------ Document passage ------

The Sanger method of DNA sequencing and analysis is straightforward and fast for short DNA sequences. Laboratories combine the standard DNA dye-terminator sequencing with high-throughput automated DNA sequence analyzers for the quick determination of DNA sequence.

What Are The Challenges Of Classical DNA Sequencing And Analysis Techniques?

  • The initial lag period for primer binding in the Sanger method corresponds to poor quality of DNA sequencing in the first 15 to 40 bases.
  • The efficiency of the process decreases after 700 to 900 bases.
  • The power of resolution is insufficient for larger DNA sequences.

What Is Next-Generation Sequencing

Next-generation sequencing or NGS does not refer to a single method of DNA sequencing. There are several standardized methods of DNA sequencing and analysis that fall under the NGS category. Almost all of them share a few features. They are

  1. Fast
  2. Low-cost
  3. Capable of sequencing medium to large DNA fragments
  4. High-reliability
  5. Capable of running massively parallel sequencing reactions simultaneously

All NGS methods are high-throughput techniques.

What Are The High-Throughput DNA Sequencing And Analysis Technologies?

454 Sequencing

The 454 DNA sequencing is a large-scale pyrosequencing technique that can efficiently sequence around 400-600 megabases within a 10-hour run period. The effectiveness of this DNA sequencing and analysis process is limited due to the limitation in the sizes of the individual reads of DNA sequences. It makes genome assembly quite the challenge. Due to the high expenses and the lack of demand, Roche had declared to discontinue 454 Pyrosequencing of DNA in 2013.

Illumina: Solexa Sequencing By Synthesis

The Illumina sequencing technique leverages reversible terminators for the sequencing-by-synthesis process. Illumina currently offers several proprietary sequencer systems and machines for DNA sequencing via high-throughput methods. Now, HiSeq is one of the most widely used sequencing platforms from Illumina. It offers more than 3 billion reads per flow cell within 72-hours. The MiSeq is the cost-effective alternative that delivers 25 million reads with 300 base pair read length from each end.

------ Records ------

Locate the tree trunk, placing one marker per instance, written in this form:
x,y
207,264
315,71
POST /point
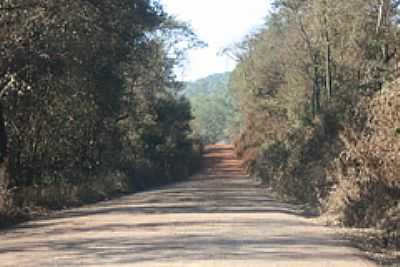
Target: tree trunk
x,y
4,176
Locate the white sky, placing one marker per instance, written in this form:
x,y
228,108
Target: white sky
x,y
219,23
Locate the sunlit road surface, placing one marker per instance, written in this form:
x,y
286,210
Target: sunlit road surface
x,y
218,218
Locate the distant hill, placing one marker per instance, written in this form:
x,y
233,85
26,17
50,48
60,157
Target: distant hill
x,y
207,86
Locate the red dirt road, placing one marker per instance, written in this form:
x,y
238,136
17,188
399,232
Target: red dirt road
x,y
218,218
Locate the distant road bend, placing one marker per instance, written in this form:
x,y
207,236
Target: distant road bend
x,y
219,218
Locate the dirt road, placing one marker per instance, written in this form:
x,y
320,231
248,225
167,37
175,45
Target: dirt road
x,y
218,218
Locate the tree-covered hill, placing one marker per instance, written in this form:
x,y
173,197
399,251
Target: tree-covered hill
x,y
212,107
208,85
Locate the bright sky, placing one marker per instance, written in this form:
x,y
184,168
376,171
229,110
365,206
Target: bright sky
x,y
219,23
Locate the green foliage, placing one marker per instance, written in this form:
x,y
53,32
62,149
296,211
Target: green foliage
x,y
301,86
213,108
88,90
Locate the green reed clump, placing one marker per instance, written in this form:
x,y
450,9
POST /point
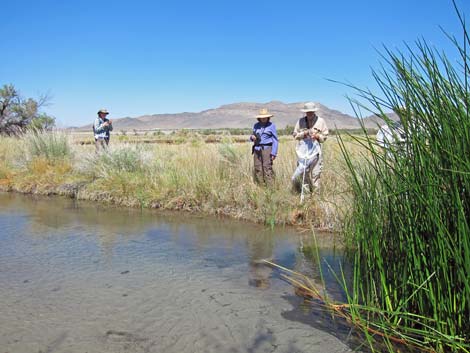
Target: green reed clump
x,y
410,220
52,146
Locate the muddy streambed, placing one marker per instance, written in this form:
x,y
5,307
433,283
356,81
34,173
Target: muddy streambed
x,y
79,277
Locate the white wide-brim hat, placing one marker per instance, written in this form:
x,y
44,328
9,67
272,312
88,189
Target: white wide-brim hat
x,y
264,113
310,107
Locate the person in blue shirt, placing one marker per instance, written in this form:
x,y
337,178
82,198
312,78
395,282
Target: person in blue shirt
x,y
264,150
101,128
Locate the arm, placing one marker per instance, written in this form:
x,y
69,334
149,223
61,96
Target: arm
x,y
275,141
99,126
321,131
298,135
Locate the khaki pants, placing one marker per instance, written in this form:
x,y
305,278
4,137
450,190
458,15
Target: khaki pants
x,y
100,144
315,173
312,176
263,165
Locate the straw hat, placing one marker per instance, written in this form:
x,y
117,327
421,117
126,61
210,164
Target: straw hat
x,y
310,107
264,113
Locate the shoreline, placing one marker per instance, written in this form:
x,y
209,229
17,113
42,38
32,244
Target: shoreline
x,y
73,191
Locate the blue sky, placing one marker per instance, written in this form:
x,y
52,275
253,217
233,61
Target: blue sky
x,y
147,57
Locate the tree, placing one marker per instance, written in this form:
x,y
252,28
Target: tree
x,y
17,113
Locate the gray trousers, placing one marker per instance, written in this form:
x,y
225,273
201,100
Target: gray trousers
x,y
263,165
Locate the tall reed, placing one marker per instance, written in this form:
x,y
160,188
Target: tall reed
x,y
410,221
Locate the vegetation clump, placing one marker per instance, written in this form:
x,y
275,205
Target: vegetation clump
x,y
410,223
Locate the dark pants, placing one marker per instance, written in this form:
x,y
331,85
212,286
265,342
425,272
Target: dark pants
x,y
263,165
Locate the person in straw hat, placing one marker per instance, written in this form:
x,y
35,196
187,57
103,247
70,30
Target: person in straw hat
x,y
311,128
265,144
101,129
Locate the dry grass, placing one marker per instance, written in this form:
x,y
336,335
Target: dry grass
x,y
191,176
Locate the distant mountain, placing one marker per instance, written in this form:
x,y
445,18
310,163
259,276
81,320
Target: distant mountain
x,y
237,115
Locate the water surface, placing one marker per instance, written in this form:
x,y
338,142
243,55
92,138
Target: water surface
x,y
80,277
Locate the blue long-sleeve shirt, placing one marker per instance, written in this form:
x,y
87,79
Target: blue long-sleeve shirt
x,y
101,131
268,134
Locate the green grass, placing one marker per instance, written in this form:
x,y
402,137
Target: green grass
x,y
409,228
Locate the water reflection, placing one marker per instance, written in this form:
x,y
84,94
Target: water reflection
x,y
96,272
218,242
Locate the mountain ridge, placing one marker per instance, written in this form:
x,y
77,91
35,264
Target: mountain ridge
x,y
238,115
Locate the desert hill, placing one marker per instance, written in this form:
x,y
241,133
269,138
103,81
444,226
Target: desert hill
x,y
236,115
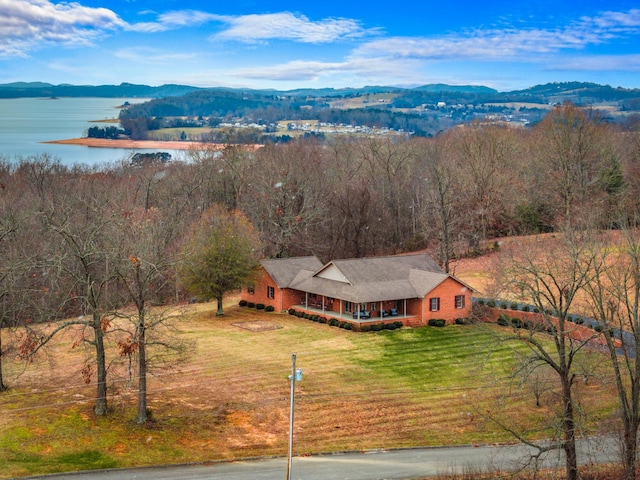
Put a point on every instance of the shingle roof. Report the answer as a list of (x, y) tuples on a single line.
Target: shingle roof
[(285, 270), (374, 279)]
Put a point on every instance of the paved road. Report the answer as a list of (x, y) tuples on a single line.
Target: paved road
[(376, 465)]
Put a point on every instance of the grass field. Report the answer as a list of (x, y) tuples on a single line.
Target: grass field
[(230, 399)]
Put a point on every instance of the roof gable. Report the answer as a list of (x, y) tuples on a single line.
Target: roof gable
[(284, 271), (375, 279)]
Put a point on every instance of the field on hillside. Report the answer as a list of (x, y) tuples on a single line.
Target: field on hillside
[(230, 399)]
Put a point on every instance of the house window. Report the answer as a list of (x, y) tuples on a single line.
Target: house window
[(434, 304)]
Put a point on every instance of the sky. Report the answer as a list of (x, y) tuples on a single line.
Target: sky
[(284, 45)]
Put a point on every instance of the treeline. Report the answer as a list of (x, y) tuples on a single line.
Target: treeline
[(78, 242), (336, 198)]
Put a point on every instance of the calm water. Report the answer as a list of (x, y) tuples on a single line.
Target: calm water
[(26, 122)]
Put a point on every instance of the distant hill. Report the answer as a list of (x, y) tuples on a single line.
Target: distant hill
[(39, 89), (578, 92), (441, 87)]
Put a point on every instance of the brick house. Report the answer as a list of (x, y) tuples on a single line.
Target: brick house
[(410, 288)]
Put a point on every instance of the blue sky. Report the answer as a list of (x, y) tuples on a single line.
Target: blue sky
[(286, 45)]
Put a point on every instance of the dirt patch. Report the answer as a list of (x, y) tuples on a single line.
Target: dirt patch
[(257, 326)]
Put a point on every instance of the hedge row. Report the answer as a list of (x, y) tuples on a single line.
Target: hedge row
[(333, 322)]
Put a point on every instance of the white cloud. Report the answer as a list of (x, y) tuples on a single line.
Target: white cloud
[(287, 26), (509, 43), (385, 69), (24, 24), (146, 55), (608, 63)]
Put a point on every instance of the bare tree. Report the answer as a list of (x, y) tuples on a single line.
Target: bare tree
[(614, 296), (80, 217), (144, 263), (438, 195), (550, 276)]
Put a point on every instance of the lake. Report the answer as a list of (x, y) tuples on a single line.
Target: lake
[(26, 122)]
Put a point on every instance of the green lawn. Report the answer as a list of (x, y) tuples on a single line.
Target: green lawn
[(408, 387)]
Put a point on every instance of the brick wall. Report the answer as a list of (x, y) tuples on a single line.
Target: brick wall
[(447, 292)]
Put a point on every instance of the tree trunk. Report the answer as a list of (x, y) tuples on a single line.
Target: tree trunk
[(569, 431), (3, 387), (101, 399), (142, 373), (630, 450)]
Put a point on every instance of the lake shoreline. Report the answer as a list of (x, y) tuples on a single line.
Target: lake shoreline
[(137, 144)]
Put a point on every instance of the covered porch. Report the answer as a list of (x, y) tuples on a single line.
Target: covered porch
[(381, 310)]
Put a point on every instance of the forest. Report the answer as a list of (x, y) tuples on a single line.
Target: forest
[(89, 246)]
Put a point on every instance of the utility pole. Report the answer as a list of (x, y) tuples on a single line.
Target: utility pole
[(296, 375)]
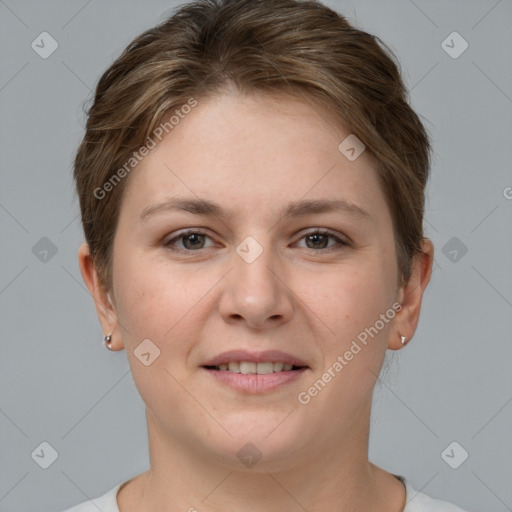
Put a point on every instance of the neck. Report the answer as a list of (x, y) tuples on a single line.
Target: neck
[(338, 477)]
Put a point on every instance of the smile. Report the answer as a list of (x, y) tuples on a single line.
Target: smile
[(247, 367)]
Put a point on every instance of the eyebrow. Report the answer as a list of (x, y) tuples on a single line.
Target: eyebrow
[(294, 209)]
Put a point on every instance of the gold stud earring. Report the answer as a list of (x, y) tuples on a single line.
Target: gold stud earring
[(107, 341)]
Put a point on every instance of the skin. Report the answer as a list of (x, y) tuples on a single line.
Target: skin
[(254, 155)]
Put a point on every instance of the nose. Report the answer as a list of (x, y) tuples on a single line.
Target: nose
[(256, 293)]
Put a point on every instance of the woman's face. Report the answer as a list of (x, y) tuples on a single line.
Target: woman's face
[(252, 276)]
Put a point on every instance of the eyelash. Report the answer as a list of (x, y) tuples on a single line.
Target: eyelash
[(340, 242)]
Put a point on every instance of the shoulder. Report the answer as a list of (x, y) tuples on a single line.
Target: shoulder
[(416, 501), (106, 503)]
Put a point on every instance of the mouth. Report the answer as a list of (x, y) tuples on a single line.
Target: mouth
[(255, 372), (252, 368)]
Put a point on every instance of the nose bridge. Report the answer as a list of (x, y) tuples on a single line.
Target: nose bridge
[(255, 291)]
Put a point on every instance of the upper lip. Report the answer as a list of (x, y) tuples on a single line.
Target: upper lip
[(275, 356)]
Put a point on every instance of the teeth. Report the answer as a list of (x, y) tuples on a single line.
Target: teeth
[(246, 367)]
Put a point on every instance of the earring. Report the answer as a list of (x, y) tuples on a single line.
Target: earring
[(107, 341)]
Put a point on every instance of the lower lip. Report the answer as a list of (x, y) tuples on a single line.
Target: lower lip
[(255, 383)]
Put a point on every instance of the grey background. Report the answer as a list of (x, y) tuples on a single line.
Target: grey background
[(451, 383)]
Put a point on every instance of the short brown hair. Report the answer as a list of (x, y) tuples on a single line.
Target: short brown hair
[(257, 46)]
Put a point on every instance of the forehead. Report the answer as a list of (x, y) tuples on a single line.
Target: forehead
[(252, 153)]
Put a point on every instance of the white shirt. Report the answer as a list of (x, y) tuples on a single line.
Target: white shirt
[(415, 502)]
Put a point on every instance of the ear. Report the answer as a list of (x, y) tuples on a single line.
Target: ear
[(410, 295), (104, 307)]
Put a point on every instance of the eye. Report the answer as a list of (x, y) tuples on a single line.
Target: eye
[(319, 239), (191, 240)]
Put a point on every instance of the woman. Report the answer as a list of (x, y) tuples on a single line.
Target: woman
[(251, 184)]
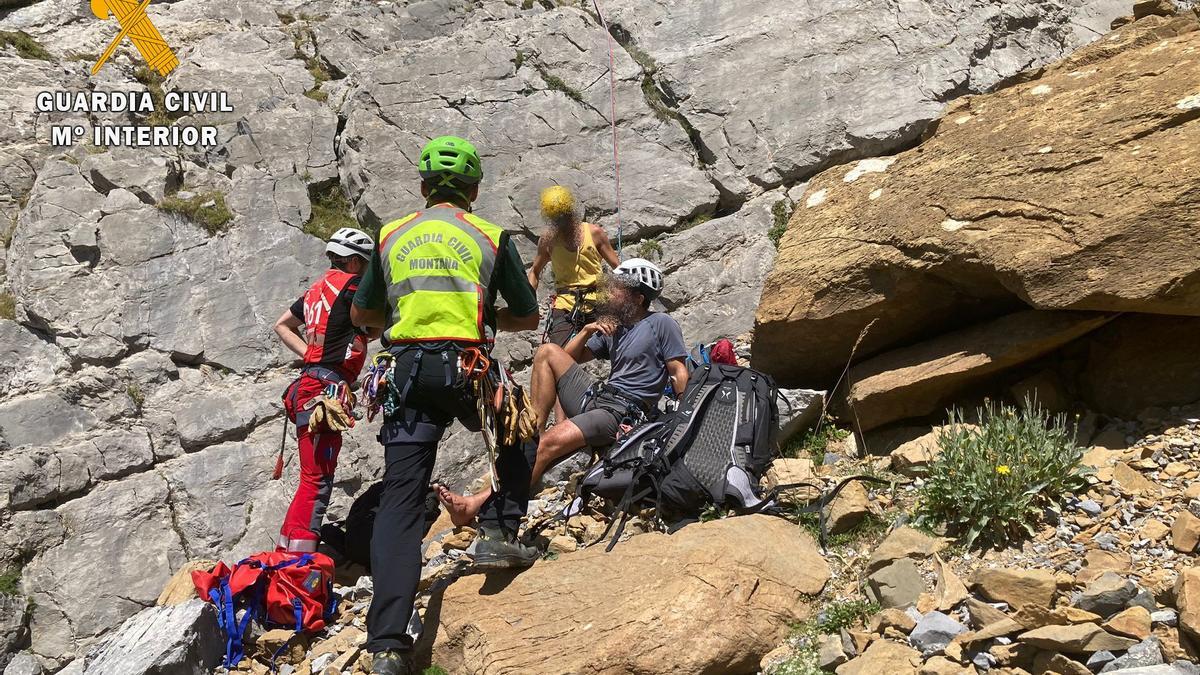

------

### Activity
Return, word for word, the portion of the DNA sequencing passage that begins at the words "Illumina: Solexa Sequencing" and stops after the words "from each end.". The material has no connection to the DNA sequencing passage.

### Your solution
Illumina: Solexa Sequencing By Synthesis

The Illumina sequencing technique leverages reversible terminators for the sequencing-by-synthesis process. Illumina currently offers several proprietary sequencer systems and machines for DNA sequencing via high-throughput methods. Now, HiSeq is one of the most widely used sequencing platforms from Illumina. It offers more than 3 billion reads per flow cell within 72-hours. The MiSeq is the cost-effective alternative that delivers 25 million reads with 300 base pair read length from each end.